Top of Data in this exercise

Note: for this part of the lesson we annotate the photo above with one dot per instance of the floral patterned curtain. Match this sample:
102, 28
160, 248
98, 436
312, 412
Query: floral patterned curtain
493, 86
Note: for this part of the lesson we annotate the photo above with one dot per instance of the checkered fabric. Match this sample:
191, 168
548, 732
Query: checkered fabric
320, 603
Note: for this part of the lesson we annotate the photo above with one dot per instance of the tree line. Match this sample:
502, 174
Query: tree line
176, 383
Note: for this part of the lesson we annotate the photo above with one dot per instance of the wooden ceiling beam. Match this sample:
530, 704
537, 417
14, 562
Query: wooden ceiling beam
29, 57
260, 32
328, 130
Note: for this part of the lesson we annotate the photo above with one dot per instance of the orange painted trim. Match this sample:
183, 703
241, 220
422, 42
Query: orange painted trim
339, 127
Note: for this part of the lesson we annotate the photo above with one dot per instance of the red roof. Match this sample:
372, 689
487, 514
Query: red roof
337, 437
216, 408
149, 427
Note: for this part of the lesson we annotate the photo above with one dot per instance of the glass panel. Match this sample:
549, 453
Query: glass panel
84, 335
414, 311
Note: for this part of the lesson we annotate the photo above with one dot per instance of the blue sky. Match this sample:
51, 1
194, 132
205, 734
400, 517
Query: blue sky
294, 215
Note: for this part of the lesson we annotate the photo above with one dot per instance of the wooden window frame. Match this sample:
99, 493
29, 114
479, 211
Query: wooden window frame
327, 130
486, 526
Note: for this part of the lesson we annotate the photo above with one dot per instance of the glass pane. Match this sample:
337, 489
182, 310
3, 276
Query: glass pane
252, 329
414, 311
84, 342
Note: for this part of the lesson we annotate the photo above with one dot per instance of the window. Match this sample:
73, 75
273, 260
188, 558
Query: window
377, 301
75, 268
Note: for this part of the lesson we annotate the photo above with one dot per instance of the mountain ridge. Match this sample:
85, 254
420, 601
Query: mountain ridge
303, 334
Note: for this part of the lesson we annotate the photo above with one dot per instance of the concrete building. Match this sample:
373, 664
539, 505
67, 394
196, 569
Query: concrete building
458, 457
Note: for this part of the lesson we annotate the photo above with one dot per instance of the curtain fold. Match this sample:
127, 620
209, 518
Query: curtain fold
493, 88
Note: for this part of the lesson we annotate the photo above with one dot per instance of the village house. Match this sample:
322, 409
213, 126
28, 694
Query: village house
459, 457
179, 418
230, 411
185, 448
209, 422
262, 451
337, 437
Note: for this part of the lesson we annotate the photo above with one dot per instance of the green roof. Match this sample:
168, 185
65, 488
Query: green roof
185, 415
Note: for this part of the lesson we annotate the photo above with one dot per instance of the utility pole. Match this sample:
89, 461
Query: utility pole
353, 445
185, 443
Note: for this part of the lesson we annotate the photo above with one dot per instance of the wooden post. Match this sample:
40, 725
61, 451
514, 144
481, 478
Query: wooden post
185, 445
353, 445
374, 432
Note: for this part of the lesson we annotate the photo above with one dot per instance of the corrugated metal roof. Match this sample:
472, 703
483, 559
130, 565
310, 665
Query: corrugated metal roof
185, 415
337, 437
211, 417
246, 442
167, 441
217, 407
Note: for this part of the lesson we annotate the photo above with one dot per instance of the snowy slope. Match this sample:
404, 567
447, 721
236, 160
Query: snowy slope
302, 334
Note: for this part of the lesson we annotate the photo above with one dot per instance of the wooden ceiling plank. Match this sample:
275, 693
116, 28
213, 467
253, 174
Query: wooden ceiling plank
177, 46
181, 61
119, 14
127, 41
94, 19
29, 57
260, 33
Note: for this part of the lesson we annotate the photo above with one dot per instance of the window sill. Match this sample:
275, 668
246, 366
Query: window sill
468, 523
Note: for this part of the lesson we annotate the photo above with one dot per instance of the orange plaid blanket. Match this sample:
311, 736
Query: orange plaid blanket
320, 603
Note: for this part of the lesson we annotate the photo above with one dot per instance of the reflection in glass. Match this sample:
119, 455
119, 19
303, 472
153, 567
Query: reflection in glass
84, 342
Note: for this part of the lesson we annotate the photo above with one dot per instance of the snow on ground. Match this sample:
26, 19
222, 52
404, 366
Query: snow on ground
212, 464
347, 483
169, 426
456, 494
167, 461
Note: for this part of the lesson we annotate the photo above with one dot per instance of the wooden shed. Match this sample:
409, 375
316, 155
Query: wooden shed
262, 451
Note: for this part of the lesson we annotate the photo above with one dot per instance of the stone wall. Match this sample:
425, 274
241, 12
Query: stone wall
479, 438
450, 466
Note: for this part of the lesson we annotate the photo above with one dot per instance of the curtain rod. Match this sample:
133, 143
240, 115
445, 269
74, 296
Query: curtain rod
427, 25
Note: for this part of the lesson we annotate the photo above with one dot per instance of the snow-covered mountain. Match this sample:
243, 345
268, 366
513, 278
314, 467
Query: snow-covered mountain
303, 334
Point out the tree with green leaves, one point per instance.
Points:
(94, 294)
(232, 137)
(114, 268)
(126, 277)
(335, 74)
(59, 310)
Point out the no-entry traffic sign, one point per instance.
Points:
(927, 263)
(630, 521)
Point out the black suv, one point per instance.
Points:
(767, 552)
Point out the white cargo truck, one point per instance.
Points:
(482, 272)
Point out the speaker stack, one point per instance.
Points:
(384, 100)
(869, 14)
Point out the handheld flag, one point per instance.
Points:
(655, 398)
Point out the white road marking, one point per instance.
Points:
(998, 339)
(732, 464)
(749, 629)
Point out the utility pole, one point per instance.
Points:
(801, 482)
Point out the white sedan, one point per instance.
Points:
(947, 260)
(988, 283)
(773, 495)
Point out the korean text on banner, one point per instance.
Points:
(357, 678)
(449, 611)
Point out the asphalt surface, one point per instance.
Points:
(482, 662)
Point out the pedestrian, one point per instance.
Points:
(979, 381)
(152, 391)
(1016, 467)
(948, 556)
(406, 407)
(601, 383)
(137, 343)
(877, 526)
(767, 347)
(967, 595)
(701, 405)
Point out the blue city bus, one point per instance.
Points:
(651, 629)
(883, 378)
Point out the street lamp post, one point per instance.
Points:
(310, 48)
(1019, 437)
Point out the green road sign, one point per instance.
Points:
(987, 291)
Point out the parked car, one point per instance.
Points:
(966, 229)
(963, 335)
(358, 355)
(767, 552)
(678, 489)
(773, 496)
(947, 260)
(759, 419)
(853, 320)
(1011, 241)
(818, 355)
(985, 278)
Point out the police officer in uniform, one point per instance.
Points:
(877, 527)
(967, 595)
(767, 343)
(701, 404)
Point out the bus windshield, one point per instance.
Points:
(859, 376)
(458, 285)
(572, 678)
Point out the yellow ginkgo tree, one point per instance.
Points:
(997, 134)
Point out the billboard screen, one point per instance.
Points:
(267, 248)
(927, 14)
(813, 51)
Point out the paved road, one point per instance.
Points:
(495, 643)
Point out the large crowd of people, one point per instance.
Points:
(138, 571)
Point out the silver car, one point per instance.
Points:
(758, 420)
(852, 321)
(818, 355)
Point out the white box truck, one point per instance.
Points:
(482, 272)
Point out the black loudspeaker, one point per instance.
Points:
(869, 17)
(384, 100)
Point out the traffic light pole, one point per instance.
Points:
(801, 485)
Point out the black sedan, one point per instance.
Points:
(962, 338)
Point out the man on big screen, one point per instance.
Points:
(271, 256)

Bottom of Data in this exercise

- The problem -
Print the listing once more, exactly as it stands above.

- Task solution -
Note: for this part of the lesson we annotate the photo above with one dot per instance of the floral patterned curtain. Match this sample:
102, 28
160, 248
98, 436
312, 412
Query: floral patterned curtain
493, 86
Note: for this part of the lesson we annotate the photo above with one dot per instance of the checkered fabric. Match this sample:
191, 168
548, 732
Query: checkered fabric
320, 603
Note: for this part of the lesson we annotate the photo above with one dot per instance of the tree line. Match this sample:
502, 174
Query: tree line
176, 383
Note: for this part of the lesson we annotate the photo above with one dot per instance of the wooden ceiling beam. Match this sample:
530, 704
537, 417
14, 562
Query: wooden ceiling beam
29, 57
260, 32
328, 130
Note: for this part of the lesson we annotate the photo above with one dot per instance of the orange painted trim. Match this sample:
183, 703
241, 220
422, 42
Query: orange painted trim
339, 127
Note: for this part of the lesson we annotate the photo above with one dot per instance of the red roof. Match this sample:
372, 689
487, 514
Query: red roof
337, 437
216, 408
149, 427
Note: for this part of the lesson we annotate the photo above with one dot per instance of the glass panel. Match this sample:
549, 453
Query: glass panel
84, 335
414, 311
Note: for this part of the lesson we annotate the photo above with one dot per instance of the blue sky. Match this sample:
51, 1
194, 132
205, 734
400, 517
Query: blue sky
294, 215
Note: for this part of the lesson we annotate the photo above with one dot per instance of the wooden window frame. Match this sample:
99, 493
29, 114
479, 211
Query: wooden window frame
327, 130
486, 526
Note: for this part of the lesson we annotate the photo above with one dot per instance of the glass pane. Match this sample:
337, 489
182, 310
3, 276
Query: glass pane
252, 329
414, 311
84, 342
Note: for this part of the lesson we annotate the photo above with one dot per instance of the window. Match this sample:
73, 75
273, 260
188, 558
Query: window
377, 301
75, 268
Note: for this part of the lesson we annotate the photo above with one dot per instance of the mountain ridge. Match this sample:
85, 254
420, 601
Query: mountain ridge
303, 334
Note: for this part of the lesson we annotate the photo above with one dot per instance of the concrete building. Match this sample:
373, 664
539, 505
67, 394
196, 569
Query: concrete building
458, 457
Note: for this part of the lesson we annotate the photo above with one dot per instance of the curtain fold. Match this sample:
127, 620
209, 518
Query: curtain fold
493, 88
Note: for this part of the lesson we annotate the photo above with one dot per instance of the village house. Match this sample:
322, 409
213, 126
28, 694
Query: village house
459, 457
179, 418
230, 411
185, 448
209, 422
262, 451
337, 437
Note: for this part of the lesson we annotate the photo above with one dot per instance of the green roof. Match this sample:
168, 185
65, 488
Query: green roof
185, 415
Note: for this part of the lesson we annotate the photo above with one dot per instance of the utility pole. Match this sample:
89, 461
Query: utility pole
353, 445
185, 443
Note: for this part of the lesson we annotate the photo above with one dot per instance of the wooden post. Match this sample:
40, 725
61, 451
514, 144
481, 478
Query: wooden post
185, 445
353, 445
374, 432
Note: for this part of the lesson we annotate the photo above with one dot per instance of the corrugated metal roof. Match this sample:
472, 703
483, 559
130, 565
310, 665
Query: corrugated metal roof
185, 415
337, 437
211, 417
246, 442
167, 441
217, 407
Note: for this part of the lesson we annotate the photo above with one dot per instance of the snowy slope. Match this sample:
404, 567
447, 721
236, 160
Query: snowy slope
302, 334
Note: for this part of the lesson we annotate the photo above with one dot per instance of the wooden ceiling plank. Match this sample:
275, 693
116, 28
213, 467
253, 174
Query: wooden ceiling plank
177, 46
181, 61
119, 14
127, 41
94, 19
29, 57
260, 33
Note: for this part of the lesson we annotate the photo above with one dot per instance of the window sill. Match this sample:
275, 668
246, 366
Query: window sill
468, 523
Note: for this part of the lesson we annotate the photo above with one dot per instance of the orange plaid blanket. Match this sample:
311, 736
Query: orange plaid blanket
320, 603
Note: for this part of the lesson we annotate the photo above with one dot per instance of the reflection in glass. Match this sample:
119, 455
119, 19
303, 472
153, 567
Query: reflection in glass
84, 342
Note: for this part of the lesson we annotate the photo above with one dot per instance of the snow on ground. Match this sample:
26, 19
222, 52
404, 366
Query: snow on ground
212, 464
347, 483
169, 426
456, 494
167, 461
Note: for this part of the lesson we annotate the photo above with one dot per instance of the wooden shed. Match this sample:
409, 375
316, 155
Query: wooden shed
262, 451
Note: for this part of the lesson we annotate the photo above with one dot per instance of the stone wall. Match this sample:
425, 274
241, 12
Query: stone wall
479, 438
450, 466
Note: for this part of the lesson we annotate the photo above with one dot per instance of the curtain rod. Match this sample:
133, 143
240, 115
445, 269
74, 296
Query: curtain rod
427, 25
Note: for this part of the lesson we annotate the photo above with one dot per instance of the snow-covered mountain. Match this sample:
243, 345
268, 366
513, 278
314, 467
Query: snow-covered mountain
303, 334
Point out the tree with green leaves, one point per instance.
Points:
(94, 294)
(232, 137)
(114, 268)
(126, 277)
(335, 74)
(59, 310)
Point out the no-entry traffic sign, one point per instance.
Points:
(927, 263)
(630, 521)
Point out the black suv, one point per instance.
Points:
(767, 552)
Point out the white cargo truck, one point per instance.
Points:
(482, 272)
Point out the speaker stack, one point per instance.
Points:
(384, 100)
(869, 14)
Point out the handheld flag, one point per instance.
Points:
(655, 398)
Point out the white road marking, one point per instance.
Points:
(998, 339)
(732, 464)
(749, 629)
Point out the utility pole, one point per instance.
Points:
(801, 482)
Point out the white sedan, one point per instance.
Points:
(947, 260)
(988, 283)
(773, 495)
Point out the korean text on banner, one point per instance.
Points:
(357, 678)
(449, 611)
Point out the asphalt surface, one point per instance.
Points:
(482, 662)
Point out the pedestrian, one point per instance.
Points:
(979, 381)
(152, 391)
(1016, 467)
(948, 556)
(406, 407)
(601, 383)
(137, 343)
(877, 526)
(767, 347)
(967, 595)
(701, 405)
Point out the blue city bus, one point per instance.
Points:
(651, 629)
(883, 378)
Point out the street lamp post, one point per instance.
Points:
(310, 48)
(1019, 437)
Point out the green road sign, one point per instance.
Points:
(987, 291)
Point out the parked car, one point per instance.
Points:
(966, 229)
(963, 335)
(358, 355)
(767, 552)
(678, 489)
(773, 496)
(947, 260)
(759, 419)
(853, 320)
(1011, 241)
(818, 355)
(985, 278)
Point out the police officer in uniform, one point per instance.
Points:
(877, 527)
(967, 595)
(767, 343)
(701, 404)
Point out the bus windshield, one point per instance.
Points:
(859, 376)
(458, 285)
(572, 678)
Point out the yellow ginkgo tree, one point per instance.
Points:
(997, 134)
Point out the billboard screen, one point per instance.
Points:
(267, 248)
(927, 14)
(813, 51)
Point out the paved road, one point per instance.
Points:
(495, 643)
Point out the large crowd of people, one point per instance.
Points:
(138, 571)
Point out the silver car, one point per instance.
Points:
(758, 420)
(852, 321)
(818, 355)
Point out the white box truck, one point per instance.
Points:
(482, 272)
Point out the black loudspeaker, one point per instance.
Points:
(869, 17)
(384, 100)
Point out the traffic light pole, one point per instance.
Points:
(801, 485)
Point out the black sedan, one point per instance.
Points:
(962, 338)
Point out the man on big screen, one point per instance.
Points:
(271, 256)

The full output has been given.